## START

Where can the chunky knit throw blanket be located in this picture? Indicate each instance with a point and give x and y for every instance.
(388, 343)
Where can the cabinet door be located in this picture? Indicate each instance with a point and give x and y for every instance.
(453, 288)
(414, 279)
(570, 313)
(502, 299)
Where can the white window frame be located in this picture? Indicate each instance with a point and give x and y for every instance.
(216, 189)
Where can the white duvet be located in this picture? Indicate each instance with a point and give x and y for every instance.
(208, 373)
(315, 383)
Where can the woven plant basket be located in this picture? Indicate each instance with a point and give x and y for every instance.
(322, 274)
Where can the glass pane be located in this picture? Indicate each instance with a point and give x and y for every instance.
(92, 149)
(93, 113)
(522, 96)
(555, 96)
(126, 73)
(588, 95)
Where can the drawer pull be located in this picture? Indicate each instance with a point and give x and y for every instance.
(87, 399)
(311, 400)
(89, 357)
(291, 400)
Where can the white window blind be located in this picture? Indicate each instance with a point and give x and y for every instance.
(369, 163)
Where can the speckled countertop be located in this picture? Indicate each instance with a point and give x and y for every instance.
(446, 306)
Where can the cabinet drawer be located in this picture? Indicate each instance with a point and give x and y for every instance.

## END
## START

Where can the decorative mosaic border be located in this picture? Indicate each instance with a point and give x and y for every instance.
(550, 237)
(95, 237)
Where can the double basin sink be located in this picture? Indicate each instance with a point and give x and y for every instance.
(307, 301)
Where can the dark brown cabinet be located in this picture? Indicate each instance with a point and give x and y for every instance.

## END
## START

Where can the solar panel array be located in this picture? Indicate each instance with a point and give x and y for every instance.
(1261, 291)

## END

■ PROBLEM REQUIREMENTS ■
Rewrite the entries from the line with "Where can the speckled" to the line with "Where can the cabinet drawer", putting "granite countertop" in place of "speckled countertop" and keeping everything else the same.

■ FULL ANSWER ■
Where can the granite countertop be located in this picture? Indicate each instance with a point and give x and y for every instance.
(446, 306)
Where can the cabinet drawer be located in this picture? Indicate each instance with a point and give x and y for every instance.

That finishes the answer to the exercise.